:: EXERCISE INPUTS ::
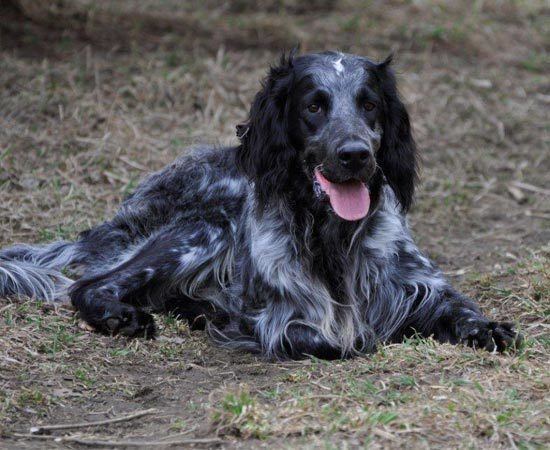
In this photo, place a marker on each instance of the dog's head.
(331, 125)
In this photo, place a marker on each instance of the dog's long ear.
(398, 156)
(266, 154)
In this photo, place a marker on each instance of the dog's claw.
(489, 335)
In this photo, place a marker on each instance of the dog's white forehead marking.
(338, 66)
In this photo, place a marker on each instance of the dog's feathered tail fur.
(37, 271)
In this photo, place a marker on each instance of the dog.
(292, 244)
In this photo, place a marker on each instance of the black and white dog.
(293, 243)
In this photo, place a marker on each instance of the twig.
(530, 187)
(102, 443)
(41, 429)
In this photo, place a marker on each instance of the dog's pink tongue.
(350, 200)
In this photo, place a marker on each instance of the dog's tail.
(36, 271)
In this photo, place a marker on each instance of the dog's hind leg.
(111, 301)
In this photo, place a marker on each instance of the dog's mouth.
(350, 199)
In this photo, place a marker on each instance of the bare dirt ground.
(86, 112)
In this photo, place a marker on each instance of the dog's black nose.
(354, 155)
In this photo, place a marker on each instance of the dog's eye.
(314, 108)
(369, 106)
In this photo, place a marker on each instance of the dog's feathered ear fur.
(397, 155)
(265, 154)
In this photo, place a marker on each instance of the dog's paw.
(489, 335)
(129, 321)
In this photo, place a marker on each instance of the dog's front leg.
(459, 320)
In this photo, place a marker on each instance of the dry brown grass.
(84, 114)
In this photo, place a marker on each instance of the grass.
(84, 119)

* * *

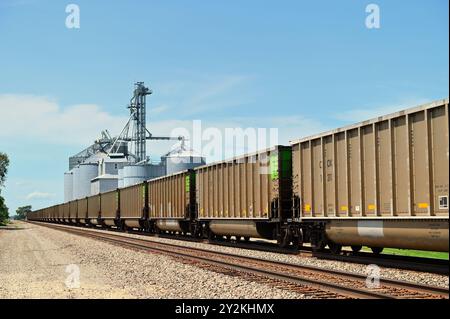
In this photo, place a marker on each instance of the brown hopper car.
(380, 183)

...

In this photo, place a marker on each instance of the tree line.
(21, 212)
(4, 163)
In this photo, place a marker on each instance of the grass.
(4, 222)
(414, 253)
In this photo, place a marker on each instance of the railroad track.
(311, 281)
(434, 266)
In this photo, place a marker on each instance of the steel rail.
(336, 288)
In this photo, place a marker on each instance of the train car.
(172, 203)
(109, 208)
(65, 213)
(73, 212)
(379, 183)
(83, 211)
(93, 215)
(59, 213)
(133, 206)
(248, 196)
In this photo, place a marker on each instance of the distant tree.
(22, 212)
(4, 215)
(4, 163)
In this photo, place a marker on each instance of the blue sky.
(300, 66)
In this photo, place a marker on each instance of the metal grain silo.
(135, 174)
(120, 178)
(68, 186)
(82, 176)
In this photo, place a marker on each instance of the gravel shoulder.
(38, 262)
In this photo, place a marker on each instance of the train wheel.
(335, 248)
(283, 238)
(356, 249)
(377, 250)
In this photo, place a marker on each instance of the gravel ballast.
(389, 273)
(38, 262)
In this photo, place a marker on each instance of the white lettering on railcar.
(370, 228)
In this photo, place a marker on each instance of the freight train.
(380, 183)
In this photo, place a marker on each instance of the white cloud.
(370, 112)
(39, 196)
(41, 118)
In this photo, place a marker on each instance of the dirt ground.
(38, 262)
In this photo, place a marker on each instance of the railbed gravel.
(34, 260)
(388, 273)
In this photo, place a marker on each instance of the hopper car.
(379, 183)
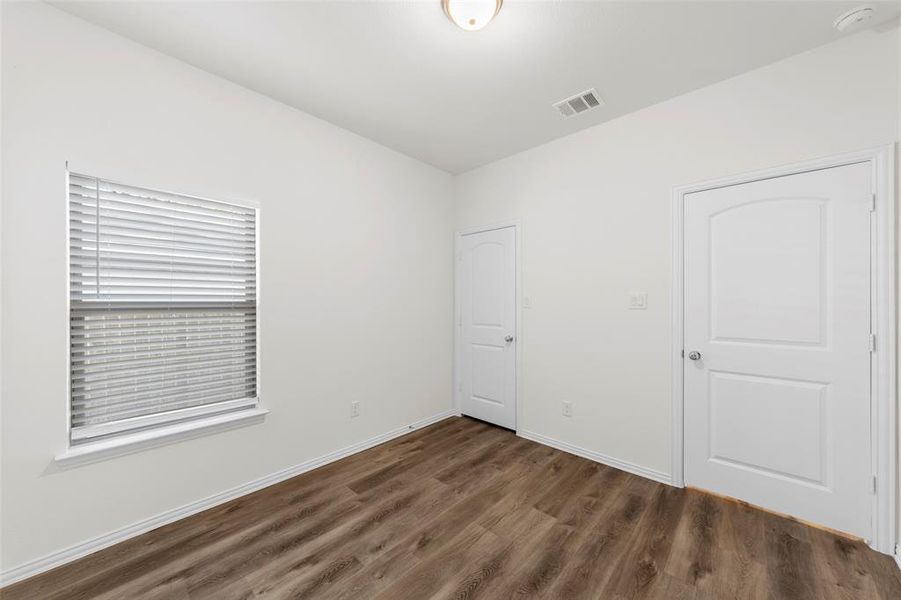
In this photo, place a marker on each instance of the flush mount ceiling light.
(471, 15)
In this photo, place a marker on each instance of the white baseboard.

:: TASK OBJECTIVE ::
How many lines in the entries above contain the string "brown"? Case counts. Give only the number.

:: SOLUTION TO THE EXERCISE ::
2